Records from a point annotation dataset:
-----

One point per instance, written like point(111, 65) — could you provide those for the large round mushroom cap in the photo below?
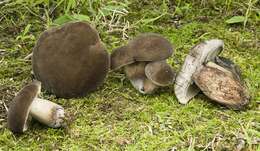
point(221, 86)
point(70, 61)
point(160, 73)
point(20, 107)
point(145, 47)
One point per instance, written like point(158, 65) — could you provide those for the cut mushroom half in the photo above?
point(70, 60)
point(26, 104)
point(160, 73)
point(222, 86)
point(185, 88)
point(145, 47)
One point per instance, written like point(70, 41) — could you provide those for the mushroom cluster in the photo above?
point(217, 77)
point(26, 104)
point(71, 61)
point(144, 62)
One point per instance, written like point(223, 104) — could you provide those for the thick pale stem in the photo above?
point(47, 112)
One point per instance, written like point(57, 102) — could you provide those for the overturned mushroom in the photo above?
point(26, 102)
point(71, 60)
point(145, 47)
point(222, 85)
point(185, 88)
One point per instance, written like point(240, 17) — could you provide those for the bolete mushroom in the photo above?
point(26, 103)
point(142, 51)
point(221, 84)
point(70, 60)
point(145, 47)
point(184, 87)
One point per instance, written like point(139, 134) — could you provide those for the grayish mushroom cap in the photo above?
point(71, 60)
point(145, 47)
point(184, 88)
point(20, 107)
point(160, 73)
point(222, 86)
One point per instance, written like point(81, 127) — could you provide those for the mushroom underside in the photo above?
point(221, 86)
point(184, 87)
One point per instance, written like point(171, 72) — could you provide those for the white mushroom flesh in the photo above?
point(47, 112)
point(185, 89)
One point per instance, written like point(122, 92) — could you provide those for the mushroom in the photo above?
point(142, 61)
point(221, 84)
point(70, 60)
point(160, 73)
point(184, 87)
point(145, 47)
point(26, 103)
point(136, 74)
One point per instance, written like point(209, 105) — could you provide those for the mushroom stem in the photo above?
point(47, 112)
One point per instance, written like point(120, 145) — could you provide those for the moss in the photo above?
point(117, 117)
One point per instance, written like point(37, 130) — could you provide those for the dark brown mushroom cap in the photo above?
point(160, 73)
point(20, 106)
point(219, 85)
point(70, 61)
point(145, 47)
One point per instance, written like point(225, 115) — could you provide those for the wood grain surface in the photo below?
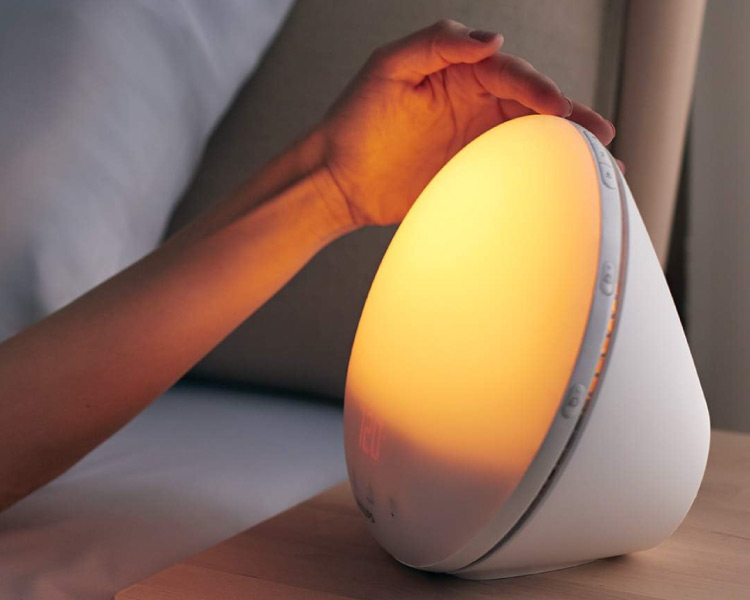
point(321, 550)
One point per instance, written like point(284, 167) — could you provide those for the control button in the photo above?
point(607, 281)
point(608, 175)
point(574, 400)
point(601, 153)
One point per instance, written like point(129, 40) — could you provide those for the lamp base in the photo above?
point(531, 570)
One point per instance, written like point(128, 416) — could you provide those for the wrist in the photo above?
point(330, 198)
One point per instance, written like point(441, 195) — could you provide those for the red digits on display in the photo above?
point(370, 432)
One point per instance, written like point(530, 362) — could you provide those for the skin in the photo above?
point(74, 378)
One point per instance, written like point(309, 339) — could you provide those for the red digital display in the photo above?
point(370, 432)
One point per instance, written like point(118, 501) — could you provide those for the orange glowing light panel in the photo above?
point(474, 321)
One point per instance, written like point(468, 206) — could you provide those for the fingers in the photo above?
point(594, 122)
point(511, 78)
point(432, 49)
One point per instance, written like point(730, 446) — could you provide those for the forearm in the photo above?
point(74, 378)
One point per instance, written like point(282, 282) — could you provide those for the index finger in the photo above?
point(511, 78)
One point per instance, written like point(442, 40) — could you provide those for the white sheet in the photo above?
point(196, 467)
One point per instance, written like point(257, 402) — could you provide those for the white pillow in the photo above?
point(105, 107)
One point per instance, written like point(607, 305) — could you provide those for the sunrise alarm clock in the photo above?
point(520, 394)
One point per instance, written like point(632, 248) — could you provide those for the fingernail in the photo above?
point(570, 106)
point(482, 36)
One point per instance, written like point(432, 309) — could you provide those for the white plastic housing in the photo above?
point(639, 460)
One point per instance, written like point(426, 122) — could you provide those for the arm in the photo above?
point(74, 378)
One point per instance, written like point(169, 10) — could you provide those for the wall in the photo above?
point(718, 244)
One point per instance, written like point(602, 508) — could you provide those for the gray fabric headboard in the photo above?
point(301, 339)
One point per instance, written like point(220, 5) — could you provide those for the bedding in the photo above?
point(196, 467)
point(105, 107)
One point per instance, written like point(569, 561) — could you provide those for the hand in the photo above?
point(417, 102)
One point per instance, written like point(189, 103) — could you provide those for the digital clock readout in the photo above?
point(370, 434)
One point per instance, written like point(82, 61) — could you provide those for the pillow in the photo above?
point(105, 107)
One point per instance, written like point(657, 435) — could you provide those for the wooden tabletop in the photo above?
point(321, 550)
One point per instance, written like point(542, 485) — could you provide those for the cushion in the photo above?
point(105, 107)
point(301, 339)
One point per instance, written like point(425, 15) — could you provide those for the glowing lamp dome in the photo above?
point(519, 371)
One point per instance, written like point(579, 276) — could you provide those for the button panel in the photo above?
point(607, 280)
point(608, 175)
point(574, 400)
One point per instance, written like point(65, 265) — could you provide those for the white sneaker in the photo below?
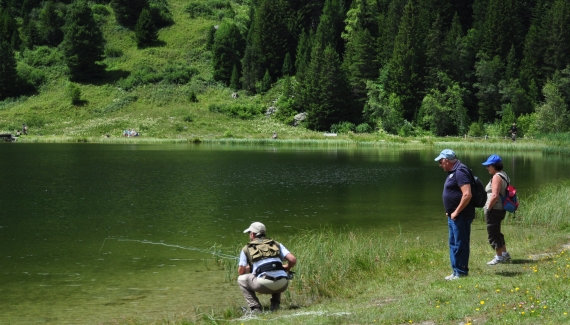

-----

*Problem*
Turn all the items above into a numbered list with one line per number, skipping any blank lines. Leave the pictures out.

*Finished answer*
1. One point per instance, written like point(111, 65) — could you provide those for the large round mushroom cap in the photo below?
2. point(221, 86)
3. point(70, 61)
4. point(160, 73)
5. point(20, 107)
6. point(145, 47)
7. One point per instance, written like point(158, 65) — could you provide those for the cut mushroom half in the photo above?
8. point(70, 60)
9. point(26, 104)
10. point(160, 73)
11. point(222, 86)
12. point(185, 88)
13. point(145, 47)
14. One point per instance, written like point(70, 41) — could you provide those for the mushroom cluster in the photo above?
15. point(217, 77)
16. point(26, 104)
17. point(71, 61)
18. point(144, 62)
19. One point per instance, written like point(223, 104) — could you provide those for the thick pale stem in the photo above?
20. point(47, 112)
21. One point per instance, written like point(57, 102) — could you provide those for the overturned mushroom in the photo above?
22. point(26, 102)
23. point(71, 60)
24. point(145, 47)
25. point(222, 85)
26. point(185, 88)
27. One point per instance, written like point(240, 17) — could you provide those for the bolete mushroom in the photo above?
28. point(26, 103)
29. point(142, 51)
30. point(221, 84)
31. point(70, 60)
32. point(145, 47)
33. point(184, 87)
34. One point per instance, written like point(139, 134) — could you provide those for the grayish mushroom cap in the photo above?
35. point(71, 60)
36. point(145, 47)
37. point(184, 88)
38. point(20, 107)
39. point(160, 73)
40. point(222, 86)
41. One point per instance, written like point(81, 127) — could you provide those for the mushroom underside in the photo above?
42. point(221, 86)
43. point(184, 87)
44. One point per instance, written like point(171, 72) — could you provide those for the white mushroom flesh in the photo above?
45. point(47, 112)
46. point(185, 89)
47. One point per instance, written like point(122, 92) — could you provide those for the mushroom in the photo above?
48. point(142, 61)
49. point(221, 84)
50. point(70, 60)
51. point(160, 73)
52. point(184, 87)
53. point(145, 47)
54. point(26, 103)
55. point(136, 74)
56. One point per instance, written like point(209, 105) — could you provide those for the mushroom stem in the photo above?
57. point(47, 112)
58. One point per instance, written like point(120, 145) — could you provide those for the moss in the photo above?
59. point(117, 117)
60. One point per instance, written like point(37, 130) — could you provide those for the dark brown mushroom cap in the photo above?
61. point(160, 73)
62. point(20, 106)
63. point(219, 85)
64. point(70, 61)
65. point(145, 47)
66. One point per instance, written like point(225, 115) — could you provide those for the wood grain surface in the photo below?
67. point(321, 550)
68. One point per instance, written like point(284, 167) — could you provide those for the control button in the photo above?
69. point(607, 281)
70. point(608, 175)
71. point(574, 400)
72. point(601, 153)
73. One point per instance, written like point(129, 40) — could you provide those for the lamp base in the photo above?
74. point(531, 570)
75. One point per instance, written like point(128, 416) — could you provide those for the wrist in the photo above?
76. point(330, 198)
77. One point per instance, written like point(441, 195) — could you provide those for the red digits on display in the photo above?
78. point(370, 432)
79. One point per instance, written like point(530, 362) — could you provide those for the skin in the photo above?
80. point(74, 378)
81. One point per instance, written like point(309, 339) — could you provide those for the red digital display in the photo above?
82. point(370, 432)
83. One point per instance, written like point(118, 501) — could you provide those for the orange glowing light panel in the photo above?
84. point(474, 321)
85. One point per instance, written like point(468, 206) — could you provide those for the fingers in the photo above?
86. point(594, 122)
87. point(511, 78)
88. point(432, 49)
89. One point per instance, written like point(730, 446) — could you provide those for the forearm in the photo above?
90. point(74, 378)
91. One point per instance, written like point(282, 282) — could you provide those for the index finger in the photo above?
92. point(511, 78)
93. One point per instance, written like point(442, 40) — could you provide those for the white sheet in the photo above?
94. point(196, 467)
95. One point per instance, written like point(257, 402) — could you provide those for the white pillow in the photo above?
96. point(105, 107)
97. One point per instance, written like point(607, 305) — could you provide those for the sunrise alarm clock in the photo above?
98. point(520, 394)
99. One point per instance, written like point(632, 248) — could you provide those for the fingernail in the photo above?
100. point(570, 106)
101. point(482, 36)
102. One point per instance, written like point(432, 309) — could you provide those for the white plastic housing in the photo above?
103. point(639, 460)
104. One point per instance, written like point(426, 122) — could you provide those for the arm in the photo above?
105. point(74, 378)
106. One point per instance, written like point(169, 10) — could you provide those for the wall in the photo above?
107. point(718, 244)
108. One point per instance, written like point(602, 508) — could you provide those for the gray fabric headboard in the photo above?
109. point(301, 339)
110. One point per instance, written like point(220, 5) — could you provide those for the bedding in the photo above?
111. point(196, 467)
112. point(105, 107)
113. One point per instance, written like point(569, 561) — could you provide those for the hand in the photo above?
114. point(417, 102)
115. One point per instance, written like point(189, 103) — could you provide those for the digital clock readout in the photo above?
116. point(370, 434)
117. One point per instance, written like point(82, 61) — could you provide those for the pillow in the photo above?
118. point(105, 107)
119. One point per instance, written like point(657, 435) — could you provide those for the wooden tabletop in the photo above?
120. point(321, 550)
121. One point per instance, written like point(542, 485) — could you provide those for the cushion in the photo above?
122. point(105, 107)
123. point(301, 339)
124. One point per instance, written like point(425, 15) — could you provide those for the glowing lamp dome in the photo above?
125. point(519, 371)
126. One point per instance, written like point(579, 276) — could you provide those for the button panel in the photo above?
127. point(607, 280)
128. point(608, 175)
129. point(574, 400)
130. One point per instance, written like point(65, 265) — could you provide those for the white sneaker in the photo below?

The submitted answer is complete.